■ SHORT EXERCISE
Lay out every line of the records below as a numbered list, skipping any blank lines. Leave the pictures out of your answer.

* Start RECORDED DATA *

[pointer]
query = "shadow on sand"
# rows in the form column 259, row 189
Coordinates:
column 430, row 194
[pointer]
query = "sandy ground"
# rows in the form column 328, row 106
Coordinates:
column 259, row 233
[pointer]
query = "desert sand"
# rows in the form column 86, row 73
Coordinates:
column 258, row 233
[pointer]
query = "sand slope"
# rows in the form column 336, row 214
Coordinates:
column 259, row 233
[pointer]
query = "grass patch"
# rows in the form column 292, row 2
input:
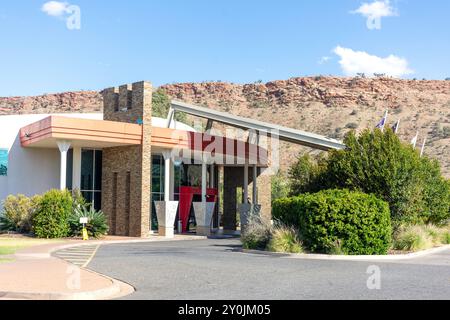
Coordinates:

* End RECORDED DATA *

■ COMPLETE ANSWER
1. [pointer]
2. query = "shadow on sand"
3. # rows in the form column 259, row 189
4. Coordinates:
5. column 430, row 194
6. [pointer]
7. query = "sandy ground"
8. # rows in the form column 328, row 106
9. Coordinates:
10. column 259, row 233
11. [pointer]
12. query = "desert sand"
13. # rows in the form column 86, row 73
14. Coordinates:
15. column 258, row 233
16. [pointer]
17. query = "sand slope"
18. # rows in the form column 336, row 214
19. Coordinates:
20. column 259, row 233
21. [pointer]
22. query = "grass patch"
23. # rows in the form column 292, row 2
24. input:
25. Coordinates:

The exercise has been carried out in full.